*Written instruction*
Rewrite the part of the material that opens with the line containing "formatted as [437,367]." and runs through the end of the material, requests included, shifting every keypoint coordinate in the answers by -81. Leave the requests and their format samples unchanged.
:: Dataset rows ::
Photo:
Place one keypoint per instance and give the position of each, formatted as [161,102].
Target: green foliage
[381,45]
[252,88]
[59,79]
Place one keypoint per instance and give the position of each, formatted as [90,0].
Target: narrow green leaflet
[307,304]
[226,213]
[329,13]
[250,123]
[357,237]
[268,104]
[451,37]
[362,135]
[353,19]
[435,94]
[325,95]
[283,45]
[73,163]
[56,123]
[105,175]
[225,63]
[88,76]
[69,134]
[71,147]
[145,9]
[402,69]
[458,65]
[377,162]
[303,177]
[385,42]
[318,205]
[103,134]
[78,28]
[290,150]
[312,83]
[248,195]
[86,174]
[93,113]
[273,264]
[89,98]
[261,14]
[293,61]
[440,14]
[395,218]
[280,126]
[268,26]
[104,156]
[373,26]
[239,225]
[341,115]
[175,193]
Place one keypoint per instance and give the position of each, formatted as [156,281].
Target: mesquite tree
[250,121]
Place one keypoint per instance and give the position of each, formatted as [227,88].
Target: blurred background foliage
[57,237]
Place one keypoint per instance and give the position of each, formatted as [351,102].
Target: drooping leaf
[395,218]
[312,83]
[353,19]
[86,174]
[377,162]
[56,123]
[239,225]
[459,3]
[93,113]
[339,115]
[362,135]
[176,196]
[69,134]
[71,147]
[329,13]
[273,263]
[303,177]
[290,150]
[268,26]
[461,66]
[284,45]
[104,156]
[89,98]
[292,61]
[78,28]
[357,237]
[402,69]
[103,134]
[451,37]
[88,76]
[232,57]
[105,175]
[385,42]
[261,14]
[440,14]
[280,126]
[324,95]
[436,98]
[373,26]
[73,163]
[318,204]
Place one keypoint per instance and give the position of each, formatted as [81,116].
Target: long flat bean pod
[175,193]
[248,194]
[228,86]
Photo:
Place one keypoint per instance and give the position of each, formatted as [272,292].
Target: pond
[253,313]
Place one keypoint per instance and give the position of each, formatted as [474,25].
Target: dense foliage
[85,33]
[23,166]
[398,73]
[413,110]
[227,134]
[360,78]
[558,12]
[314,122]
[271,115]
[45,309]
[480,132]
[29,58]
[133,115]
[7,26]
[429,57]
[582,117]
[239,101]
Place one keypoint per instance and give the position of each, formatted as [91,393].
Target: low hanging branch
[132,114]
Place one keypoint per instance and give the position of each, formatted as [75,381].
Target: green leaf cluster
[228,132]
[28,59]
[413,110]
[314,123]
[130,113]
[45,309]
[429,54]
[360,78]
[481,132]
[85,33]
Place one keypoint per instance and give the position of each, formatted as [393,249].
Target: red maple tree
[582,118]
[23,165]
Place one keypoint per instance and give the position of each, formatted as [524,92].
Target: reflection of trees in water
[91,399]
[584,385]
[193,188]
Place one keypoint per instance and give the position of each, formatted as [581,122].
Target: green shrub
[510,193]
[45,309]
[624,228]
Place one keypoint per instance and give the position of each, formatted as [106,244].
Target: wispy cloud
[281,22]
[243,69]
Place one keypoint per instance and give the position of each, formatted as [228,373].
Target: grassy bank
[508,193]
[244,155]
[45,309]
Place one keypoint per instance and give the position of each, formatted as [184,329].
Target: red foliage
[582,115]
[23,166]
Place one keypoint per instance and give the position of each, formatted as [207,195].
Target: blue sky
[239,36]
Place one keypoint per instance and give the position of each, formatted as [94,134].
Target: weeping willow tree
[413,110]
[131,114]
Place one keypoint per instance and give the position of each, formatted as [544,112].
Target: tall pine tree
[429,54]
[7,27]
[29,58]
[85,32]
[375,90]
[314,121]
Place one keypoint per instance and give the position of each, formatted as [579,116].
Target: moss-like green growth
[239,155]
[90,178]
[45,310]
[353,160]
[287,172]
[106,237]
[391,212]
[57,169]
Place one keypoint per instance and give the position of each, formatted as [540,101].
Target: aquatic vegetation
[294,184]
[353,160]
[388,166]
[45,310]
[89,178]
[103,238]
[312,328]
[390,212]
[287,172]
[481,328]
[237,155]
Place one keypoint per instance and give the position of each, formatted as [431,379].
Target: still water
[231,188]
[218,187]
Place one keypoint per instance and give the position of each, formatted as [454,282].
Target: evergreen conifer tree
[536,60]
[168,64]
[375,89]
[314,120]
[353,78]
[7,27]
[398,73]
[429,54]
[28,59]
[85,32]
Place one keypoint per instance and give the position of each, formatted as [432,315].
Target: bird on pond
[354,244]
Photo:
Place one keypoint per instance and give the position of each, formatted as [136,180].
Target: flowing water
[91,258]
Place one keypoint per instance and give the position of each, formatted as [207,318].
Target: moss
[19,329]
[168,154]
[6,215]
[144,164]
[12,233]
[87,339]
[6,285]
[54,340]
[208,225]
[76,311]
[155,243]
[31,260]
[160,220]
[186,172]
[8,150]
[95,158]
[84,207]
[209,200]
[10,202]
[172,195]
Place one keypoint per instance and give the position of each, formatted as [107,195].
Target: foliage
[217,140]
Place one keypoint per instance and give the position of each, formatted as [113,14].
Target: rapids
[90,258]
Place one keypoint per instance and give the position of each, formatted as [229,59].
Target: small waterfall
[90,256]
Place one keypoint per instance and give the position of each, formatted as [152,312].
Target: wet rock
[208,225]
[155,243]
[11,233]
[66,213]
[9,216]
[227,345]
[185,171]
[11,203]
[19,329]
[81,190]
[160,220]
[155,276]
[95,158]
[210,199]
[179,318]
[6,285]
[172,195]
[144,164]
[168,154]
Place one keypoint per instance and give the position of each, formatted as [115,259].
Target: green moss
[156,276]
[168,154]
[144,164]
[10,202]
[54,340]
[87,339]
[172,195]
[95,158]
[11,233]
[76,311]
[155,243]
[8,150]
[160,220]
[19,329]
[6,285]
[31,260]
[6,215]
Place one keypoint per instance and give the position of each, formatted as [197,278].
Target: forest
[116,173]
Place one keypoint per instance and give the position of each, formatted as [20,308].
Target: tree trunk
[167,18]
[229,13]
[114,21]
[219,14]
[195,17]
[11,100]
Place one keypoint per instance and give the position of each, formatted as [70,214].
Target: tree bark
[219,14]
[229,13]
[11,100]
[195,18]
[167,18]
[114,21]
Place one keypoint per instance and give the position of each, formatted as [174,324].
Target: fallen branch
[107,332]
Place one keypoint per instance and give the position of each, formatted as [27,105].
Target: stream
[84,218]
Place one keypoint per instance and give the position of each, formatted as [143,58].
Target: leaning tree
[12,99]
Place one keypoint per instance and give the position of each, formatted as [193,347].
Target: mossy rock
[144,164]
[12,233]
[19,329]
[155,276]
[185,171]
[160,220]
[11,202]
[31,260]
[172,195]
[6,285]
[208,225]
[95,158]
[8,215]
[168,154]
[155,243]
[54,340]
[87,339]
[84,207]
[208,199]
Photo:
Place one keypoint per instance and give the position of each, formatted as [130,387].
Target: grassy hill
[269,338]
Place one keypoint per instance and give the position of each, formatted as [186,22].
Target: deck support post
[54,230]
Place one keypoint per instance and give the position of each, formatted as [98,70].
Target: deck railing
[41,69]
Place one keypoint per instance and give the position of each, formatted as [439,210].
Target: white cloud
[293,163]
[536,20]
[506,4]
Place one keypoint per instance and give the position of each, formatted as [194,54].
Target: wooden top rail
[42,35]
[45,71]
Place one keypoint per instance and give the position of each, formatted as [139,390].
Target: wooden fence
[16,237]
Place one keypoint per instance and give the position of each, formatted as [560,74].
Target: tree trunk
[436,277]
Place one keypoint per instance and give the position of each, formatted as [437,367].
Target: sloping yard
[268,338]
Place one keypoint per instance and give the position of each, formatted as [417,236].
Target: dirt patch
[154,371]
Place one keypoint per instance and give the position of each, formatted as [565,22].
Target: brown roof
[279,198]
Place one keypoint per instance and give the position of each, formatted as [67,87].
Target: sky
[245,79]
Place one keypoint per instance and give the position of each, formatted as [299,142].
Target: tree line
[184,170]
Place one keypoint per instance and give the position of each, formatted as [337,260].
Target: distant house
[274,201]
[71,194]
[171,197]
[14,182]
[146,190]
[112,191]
:::
*Reply to the exercise*
Place one keypoint per instance and give the position of each, formatted as [437,367].
Target: sloping yard
[187,257]
Place one keypoint per instance and give the position of each, formatted as [417,236].
Target: dirt patch
[73,290]
Place one keypoint per instance and give the position of each, formatted as [565,22].
Target: brown roof
[198,117]
Place one keypoint per instance and give the position of each, formatted as [67,87].
Target: sky
[164,-2]
Place one keypoint per instance and give the position of each, formatted as [299,142].
Target: tree line
[103,89]
Place one keypoint per instance and give the position of each, formatted as [337,260].
Target: distant house
[193,120]
[-10,113]
[90,116]
[-67,101]
[65,109]
[31,110]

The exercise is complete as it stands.